**Exercise goal**
Within the entries below, the lines from the one with "Please spot the snow" through the one with "point(125, 121)" are to be set down exactly, both ends kept.

[Items listed in a dataset]
▬▬▬▬▬▬▬▬▬▬

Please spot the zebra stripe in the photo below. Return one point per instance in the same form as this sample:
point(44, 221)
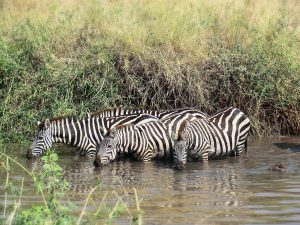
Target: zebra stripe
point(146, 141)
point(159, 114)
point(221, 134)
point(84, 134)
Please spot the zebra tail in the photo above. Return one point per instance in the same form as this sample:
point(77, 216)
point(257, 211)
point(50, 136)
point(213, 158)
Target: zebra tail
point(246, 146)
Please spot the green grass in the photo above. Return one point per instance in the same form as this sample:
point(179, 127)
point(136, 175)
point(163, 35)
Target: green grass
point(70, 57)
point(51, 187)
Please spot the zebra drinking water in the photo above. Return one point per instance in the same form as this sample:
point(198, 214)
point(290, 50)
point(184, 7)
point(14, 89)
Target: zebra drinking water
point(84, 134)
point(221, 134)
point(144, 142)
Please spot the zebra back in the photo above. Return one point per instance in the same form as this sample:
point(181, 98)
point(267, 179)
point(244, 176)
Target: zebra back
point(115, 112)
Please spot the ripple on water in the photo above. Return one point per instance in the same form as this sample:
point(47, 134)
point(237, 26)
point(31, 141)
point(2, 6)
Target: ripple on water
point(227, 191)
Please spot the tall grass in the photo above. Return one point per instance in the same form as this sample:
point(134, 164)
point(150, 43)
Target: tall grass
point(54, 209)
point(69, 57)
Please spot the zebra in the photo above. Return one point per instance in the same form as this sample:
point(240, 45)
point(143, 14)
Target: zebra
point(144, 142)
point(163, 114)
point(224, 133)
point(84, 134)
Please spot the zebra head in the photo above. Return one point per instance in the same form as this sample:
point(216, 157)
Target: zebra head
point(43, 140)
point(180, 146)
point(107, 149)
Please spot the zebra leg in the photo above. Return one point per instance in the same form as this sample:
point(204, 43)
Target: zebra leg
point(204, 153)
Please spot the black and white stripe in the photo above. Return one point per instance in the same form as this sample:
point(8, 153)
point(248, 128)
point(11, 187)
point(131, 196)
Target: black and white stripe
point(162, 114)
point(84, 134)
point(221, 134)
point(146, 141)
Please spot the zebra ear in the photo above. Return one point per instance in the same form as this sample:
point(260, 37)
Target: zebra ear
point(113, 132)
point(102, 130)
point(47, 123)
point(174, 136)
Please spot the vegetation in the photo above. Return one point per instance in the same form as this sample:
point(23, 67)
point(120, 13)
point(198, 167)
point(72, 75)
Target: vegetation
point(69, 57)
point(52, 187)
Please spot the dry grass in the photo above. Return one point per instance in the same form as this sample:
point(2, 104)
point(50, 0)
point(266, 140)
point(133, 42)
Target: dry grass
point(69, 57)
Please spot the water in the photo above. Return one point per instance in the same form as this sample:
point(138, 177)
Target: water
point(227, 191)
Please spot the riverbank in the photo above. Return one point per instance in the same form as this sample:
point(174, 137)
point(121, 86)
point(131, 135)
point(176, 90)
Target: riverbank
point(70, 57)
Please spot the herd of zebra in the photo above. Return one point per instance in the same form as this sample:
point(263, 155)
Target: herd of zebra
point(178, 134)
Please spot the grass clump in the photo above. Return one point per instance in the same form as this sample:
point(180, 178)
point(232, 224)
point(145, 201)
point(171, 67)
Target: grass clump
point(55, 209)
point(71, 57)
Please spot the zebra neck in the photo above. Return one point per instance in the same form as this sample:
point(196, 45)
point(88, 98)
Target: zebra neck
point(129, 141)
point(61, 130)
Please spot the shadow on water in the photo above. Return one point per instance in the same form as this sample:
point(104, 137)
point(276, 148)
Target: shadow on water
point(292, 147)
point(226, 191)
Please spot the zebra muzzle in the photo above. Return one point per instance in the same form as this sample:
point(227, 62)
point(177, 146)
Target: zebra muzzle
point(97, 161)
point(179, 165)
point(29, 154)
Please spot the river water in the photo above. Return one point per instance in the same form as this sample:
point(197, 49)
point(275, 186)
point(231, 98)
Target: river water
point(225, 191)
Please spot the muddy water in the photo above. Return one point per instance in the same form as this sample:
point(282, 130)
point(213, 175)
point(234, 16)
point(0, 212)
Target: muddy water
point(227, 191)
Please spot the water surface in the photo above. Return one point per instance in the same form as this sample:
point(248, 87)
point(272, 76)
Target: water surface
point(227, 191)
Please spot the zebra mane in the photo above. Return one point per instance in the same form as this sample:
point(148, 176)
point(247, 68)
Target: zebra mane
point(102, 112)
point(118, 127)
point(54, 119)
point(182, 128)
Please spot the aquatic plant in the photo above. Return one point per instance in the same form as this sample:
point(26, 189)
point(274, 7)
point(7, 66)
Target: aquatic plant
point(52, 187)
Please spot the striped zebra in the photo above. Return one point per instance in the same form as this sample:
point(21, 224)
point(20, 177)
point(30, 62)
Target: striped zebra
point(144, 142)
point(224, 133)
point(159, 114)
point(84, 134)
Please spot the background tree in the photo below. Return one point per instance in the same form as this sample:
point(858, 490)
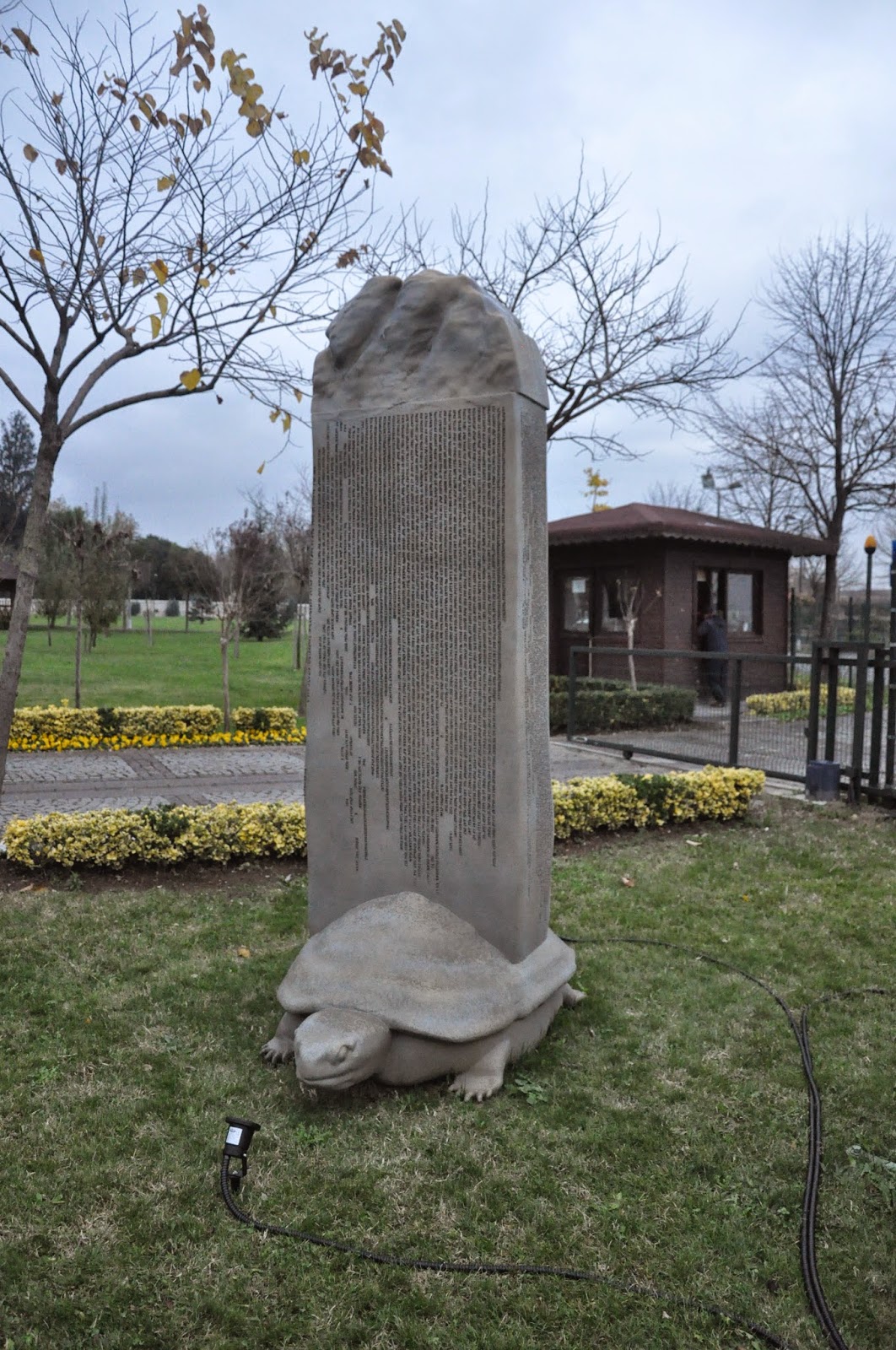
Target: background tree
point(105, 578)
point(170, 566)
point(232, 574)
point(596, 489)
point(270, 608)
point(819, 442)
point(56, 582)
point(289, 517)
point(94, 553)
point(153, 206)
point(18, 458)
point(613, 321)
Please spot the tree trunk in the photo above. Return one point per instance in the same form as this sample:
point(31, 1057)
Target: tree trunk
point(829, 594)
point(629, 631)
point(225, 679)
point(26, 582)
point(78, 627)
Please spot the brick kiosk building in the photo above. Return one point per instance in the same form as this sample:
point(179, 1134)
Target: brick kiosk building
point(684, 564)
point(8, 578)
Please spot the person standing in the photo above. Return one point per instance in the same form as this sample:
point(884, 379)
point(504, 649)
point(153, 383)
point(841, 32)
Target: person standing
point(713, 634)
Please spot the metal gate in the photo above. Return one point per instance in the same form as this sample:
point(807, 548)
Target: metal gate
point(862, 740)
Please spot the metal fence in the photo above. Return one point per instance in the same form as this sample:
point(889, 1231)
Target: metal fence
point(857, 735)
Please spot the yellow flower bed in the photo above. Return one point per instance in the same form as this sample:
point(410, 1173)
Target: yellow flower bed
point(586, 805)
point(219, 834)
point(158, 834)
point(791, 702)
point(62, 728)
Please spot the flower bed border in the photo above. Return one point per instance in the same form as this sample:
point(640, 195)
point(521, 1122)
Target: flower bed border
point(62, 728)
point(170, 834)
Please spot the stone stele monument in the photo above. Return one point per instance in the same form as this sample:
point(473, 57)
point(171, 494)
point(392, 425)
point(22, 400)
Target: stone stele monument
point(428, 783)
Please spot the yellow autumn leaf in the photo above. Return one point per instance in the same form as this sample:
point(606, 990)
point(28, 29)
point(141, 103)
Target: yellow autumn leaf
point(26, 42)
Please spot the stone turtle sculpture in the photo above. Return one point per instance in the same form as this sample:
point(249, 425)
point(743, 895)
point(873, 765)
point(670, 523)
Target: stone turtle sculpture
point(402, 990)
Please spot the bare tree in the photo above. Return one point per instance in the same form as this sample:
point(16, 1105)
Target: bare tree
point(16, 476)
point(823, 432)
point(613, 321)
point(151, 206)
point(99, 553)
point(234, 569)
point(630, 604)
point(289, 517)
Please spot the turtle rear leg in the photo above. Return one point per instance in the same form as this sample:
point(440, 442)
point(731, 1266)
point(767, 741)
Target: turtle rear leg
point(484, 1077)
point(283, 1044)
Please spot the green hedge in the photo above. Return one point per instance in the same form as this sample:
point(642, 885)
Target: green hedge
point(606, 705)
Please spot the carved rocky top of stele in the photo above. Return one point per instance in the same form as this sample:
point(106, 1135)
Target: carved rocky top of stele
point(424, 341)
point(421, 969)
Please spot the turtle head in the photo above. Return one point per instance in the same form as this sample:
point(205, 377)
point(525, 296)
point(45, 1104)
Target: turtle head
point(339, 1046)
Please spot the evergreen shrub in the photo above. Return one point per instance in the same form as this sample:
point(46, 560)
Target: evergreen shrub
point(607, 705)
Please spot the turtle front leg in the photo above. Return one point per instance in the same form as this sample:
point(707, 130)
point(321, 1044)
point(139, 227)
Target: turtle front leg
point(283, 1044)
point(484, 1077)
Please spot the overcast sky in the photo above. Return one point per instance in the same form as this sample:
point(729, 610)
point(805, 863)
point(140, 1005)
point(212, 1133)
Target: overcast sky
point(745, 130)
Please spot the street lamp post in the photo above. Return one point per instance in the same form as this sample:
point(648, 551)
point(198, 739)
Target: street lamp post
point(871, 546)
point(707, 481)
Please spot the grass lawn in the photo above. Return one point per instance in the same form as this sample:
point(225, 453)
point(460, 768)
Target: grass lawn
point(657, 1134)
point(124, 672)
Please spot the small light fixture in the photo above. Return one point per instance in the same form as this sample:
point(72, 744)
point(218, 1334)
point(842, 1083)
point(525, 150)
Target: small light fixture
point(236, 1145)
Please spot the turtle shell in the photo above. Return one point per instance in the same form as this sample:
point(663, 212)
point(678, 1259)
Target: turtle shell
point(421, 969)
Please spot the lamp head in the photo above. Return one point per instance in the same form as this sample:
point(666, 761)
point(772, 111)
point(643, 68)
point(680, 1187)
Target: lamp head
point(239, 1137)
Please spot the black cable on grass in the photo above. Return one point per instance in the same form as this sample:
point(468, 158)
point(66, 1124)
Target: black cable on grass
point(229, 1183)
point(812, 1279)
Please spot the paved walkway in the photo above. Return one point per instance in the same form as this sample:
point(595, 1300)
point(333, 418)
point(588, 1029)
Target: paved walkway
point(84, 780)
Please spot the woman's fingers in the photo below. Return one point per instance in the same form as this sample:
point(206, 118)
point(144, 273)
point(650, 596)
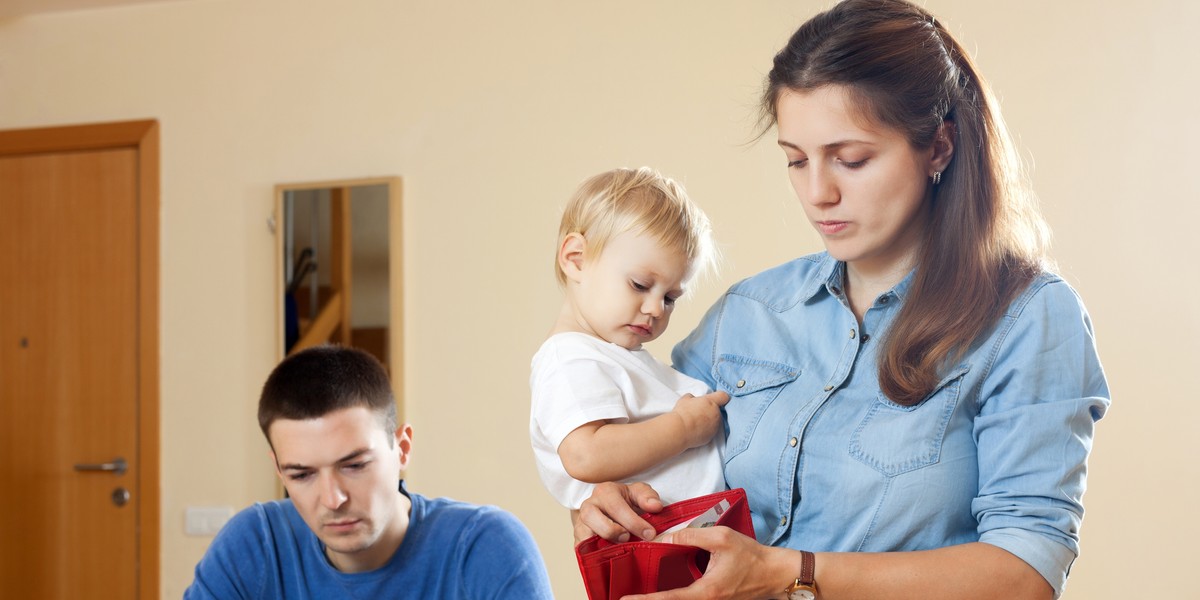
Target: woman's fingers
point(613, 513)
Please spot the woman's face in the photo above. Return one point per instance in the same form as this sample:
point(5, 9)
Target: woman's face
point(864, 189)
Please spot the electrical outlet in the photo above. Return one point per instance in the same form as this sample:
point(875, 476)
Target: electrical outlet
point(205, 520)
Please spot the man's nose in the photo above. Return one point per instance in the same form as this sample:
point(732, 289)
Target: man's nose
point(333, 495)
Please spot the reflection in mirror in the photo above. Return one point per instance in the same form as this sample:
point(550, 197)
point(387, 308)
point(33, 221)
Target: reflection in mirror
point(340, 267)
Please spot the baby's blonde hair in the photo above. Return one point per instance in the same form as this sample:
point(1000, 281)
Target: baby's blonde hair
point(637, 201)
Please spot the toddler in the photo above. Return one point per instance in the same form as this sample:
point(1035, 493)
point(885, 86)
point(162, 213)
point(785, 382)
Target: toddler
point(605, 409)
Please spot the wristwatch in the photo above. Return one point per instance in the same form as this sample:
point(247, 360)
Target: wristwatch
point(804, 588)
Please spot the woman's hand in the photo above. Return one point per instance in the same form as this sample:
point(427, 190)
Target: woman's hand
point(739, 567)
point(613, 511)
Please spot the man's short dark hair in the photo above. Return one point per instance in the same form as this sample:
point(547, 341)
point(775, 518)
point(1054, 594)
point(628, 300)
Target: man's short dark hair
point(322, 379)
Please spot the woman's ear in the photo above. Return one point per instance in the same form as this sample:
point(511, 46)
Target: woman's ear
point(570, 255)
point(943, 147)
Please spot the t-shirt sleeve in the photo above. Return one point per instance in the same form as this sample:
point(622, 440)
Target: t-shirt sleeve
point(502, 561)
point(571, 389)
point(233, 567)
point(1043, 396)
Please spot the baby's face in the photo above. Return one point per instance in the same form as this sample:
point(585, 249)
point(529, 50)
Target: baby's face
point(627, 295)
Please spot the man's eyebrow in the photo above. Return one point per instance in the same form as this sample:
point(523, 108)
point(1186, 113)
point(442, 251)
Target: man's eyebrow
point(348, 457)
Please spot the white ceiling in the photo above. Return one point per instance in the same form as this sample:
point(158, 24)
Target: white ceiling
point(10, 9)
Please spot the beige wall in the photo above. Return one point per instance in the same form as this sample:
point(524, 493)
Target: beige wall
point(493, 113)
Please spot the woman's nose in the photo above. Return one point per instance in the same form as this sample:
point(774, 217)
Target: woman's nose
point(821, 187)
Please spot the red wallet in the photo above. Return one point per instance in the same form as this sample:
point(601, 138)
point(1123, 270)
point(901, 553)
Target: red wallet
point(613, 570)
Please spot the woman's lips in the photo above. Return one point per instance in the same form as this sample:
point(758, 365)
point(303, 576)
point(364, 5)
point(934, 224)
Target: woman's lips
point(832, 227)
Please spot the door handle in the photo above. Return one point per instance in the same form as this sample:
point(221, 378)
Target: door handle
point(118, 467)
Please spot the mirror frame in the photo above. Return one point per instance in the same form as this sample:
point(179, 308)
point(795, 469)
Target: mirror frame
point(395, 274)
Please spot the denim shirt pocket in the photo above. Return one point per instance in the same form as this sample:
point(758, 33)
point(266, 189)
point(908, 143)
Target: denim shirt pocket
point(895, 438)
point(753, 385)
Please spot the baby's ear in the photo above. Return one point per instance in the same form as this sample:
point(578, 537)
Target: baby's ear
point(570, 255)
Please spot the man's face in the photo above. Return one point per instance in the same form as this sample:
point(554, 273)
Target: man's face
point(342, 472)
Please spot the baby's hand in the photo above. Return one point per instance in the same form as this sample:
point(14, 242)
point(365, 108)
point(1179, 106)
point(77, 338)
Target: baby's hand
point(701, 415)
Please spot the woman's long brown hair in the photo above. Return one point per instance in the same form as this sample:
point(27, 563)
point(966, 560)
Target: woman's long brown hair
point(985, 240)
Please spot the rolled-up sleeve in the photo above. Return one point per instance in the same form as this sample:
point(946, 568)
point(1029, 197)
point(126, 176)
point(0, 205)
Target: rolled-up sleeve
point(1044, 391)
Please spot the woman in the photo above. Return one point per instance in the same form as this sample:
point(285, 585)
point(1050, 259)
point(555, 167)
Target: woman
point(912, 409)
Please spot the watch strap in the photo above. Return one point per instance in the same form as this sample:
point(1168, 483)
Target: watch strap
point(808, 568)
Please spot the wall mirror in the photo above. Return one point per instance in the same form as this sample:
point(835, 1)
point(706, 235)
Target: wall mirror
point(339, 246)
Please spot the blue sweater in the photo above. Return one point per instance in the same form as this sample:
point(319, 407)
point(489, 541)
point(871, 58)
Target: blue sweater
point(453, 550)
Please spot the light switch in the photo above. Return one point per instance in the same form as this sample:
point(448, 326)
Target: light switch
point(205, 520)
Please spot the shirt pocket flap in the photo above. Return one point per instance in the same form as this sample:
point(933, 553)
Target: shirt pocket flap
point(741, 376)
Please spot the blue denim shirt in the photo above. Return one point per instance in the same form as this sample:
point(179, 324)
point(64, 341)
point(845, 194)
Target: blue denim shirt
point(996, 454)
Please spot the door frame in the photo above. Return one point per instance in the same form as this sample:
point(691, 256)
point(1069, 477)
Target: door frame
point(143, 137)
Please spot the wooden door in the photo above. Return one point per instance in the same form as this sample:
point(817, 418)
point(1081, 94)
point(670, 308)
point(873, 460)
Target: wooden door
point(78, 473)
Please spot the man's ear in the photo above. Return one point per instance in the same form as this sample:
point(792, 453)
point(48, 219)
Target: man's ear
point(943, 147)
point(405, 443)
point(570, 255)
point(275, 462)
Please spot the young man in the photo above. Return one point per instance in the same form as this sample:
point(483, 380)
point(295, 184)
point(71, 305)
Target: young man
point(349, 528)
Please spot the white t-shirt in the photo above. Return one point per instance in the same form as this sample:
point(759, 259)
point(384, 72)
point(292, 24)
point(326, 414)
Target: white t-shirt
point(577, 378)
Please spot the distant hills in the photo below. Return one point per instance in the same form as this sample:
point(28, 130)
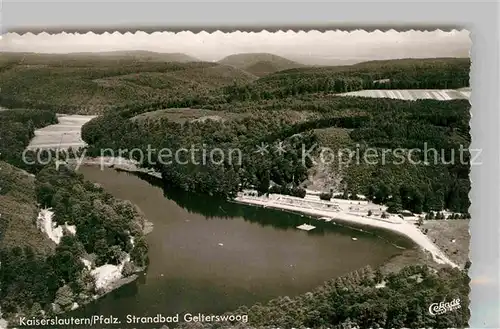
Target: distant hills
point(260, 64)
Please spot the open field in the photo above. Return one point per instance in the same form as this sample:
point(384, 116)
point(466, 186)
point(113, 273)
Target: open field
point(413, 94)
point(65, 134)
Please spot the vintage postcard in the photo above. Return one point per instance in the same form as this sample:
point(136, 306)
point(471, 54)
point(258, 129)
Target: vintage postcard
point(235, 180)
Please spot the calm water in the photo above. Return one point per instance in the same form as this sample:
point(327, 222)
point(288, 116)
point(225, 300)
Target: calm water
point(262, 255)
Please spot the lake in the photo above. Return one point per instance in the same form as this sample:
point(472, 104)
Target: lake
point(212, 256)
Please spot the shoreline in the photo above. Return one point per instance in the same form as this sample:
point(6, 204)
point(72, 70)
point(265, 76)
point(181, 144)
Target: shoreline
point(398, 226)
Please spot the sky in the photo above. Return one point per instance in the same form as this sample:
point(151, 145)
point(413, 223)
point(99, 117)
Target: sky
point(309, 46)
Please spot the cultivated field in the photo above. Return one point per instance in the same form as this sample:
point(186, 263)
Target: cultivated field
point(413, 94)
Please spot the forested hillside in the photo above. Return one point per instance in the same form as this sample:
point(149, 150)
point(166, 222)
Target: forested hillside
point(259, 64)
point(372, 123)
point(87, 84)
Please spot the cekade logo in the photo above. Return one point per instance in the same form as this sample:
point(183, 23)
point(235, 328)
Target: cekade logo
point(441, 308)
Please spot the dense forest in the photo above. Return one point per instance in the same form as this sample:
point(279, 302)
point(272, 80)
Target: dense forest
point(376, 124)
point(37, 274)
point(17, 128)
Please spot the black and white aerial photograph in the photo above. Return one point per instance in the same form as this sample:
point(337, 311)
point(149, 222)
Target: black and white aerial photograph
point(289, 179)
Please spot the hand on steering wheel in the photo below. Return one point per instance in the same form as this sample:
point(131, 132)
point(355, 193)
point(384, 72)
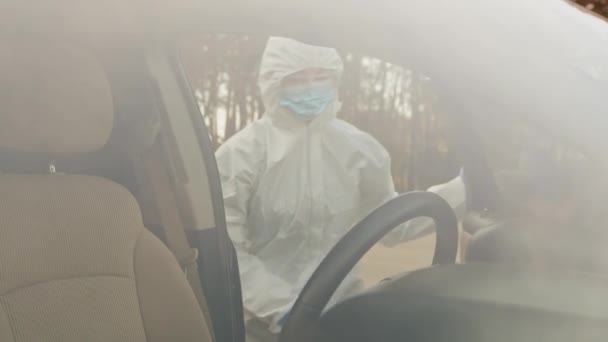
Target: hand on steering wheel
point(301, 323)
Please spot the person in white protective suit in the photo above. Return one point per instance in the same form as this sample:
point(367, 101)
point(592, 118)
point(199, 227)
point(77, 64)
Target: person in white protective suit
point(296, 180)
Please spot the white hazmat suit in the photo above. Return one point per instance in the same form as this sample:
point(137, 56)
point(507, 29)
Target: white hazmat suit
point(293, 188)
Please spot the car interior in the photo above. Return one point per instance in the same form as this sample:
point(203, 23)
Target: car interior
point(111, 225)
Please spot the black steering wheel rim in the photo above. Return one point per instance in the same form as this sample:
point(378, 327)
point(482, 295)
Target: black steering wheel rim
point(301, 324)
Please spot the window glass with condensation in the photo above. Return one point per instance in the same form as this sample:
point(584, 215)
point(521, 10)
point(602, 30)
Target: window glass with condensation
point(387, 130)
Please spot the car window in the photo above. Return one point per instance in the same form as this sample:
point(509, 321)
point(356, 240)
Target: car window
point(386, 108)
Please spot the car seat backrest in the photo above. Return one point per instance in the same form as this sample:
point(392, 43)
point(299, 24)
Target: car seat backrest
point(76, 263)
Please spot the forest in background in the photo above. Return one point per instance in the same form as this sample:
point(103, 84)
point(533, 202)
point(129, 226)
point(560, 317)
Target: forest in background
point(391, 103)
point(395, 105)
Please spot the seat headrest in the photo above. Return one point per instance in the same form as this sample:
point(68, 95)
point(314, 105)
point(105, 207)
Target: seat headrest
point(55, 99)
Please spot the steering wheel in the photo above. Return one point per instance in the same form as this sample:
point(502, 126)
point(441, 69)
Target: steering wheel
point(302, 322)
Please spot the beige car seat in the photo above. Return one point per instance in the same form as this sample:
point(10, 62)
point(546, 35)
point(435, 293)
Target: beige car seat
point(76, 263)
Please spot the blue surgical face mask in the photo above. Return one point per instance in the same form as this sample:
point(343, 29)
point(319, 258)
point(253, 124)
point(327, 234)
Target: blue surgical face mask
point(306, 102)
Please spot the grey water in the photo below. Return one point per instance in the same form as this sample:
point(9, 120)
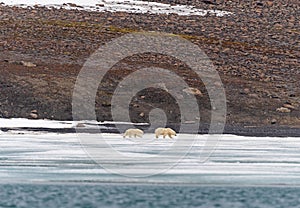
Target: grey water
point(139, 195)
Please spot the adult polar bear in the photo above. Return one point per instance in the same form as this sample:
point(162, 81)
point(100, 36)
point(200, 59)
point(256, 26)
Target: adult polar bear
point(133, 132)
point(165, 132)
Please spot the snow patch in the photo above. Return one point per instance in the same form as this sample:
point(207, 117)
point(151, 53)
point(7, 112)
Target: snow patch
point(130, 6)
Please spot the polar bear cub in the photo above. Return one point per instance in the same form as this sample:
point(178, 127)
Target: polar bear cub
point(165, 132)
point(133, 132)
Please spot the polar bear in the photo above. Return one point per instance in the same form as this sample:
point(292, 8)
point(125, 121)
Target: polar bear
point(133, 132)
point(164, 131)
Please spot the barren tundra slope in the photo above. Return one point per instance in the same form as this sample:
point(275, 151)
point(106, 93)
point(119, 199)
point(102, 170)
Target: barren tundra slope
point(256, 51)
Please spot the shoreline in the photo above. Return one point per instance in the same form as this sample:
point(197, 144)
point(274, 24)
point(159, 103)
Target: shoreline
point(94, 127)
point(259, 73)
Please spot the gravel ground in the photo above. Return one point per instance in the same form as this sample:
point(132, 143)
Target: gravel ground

▬▬▬▬▬▬▬▬▬▬

**Solved problem**
Please spot the snow patch in the photo above. Return one point per instance in the same form as this sample:
point(207, 117)
point(151, 53)
point(7, 112)
Target: snow patch
point(130, 6)
Please spot the polar bear cub in the photo above. Return one point per instance in the same form as this sample:
point(178, 127)
Target: polar bear cub
point(165, 132)
point(133, 132)
Please spot the polar bear in the photo above. Return one point per instance in the same form as this sample:
point(292, 8)
point(125, 121)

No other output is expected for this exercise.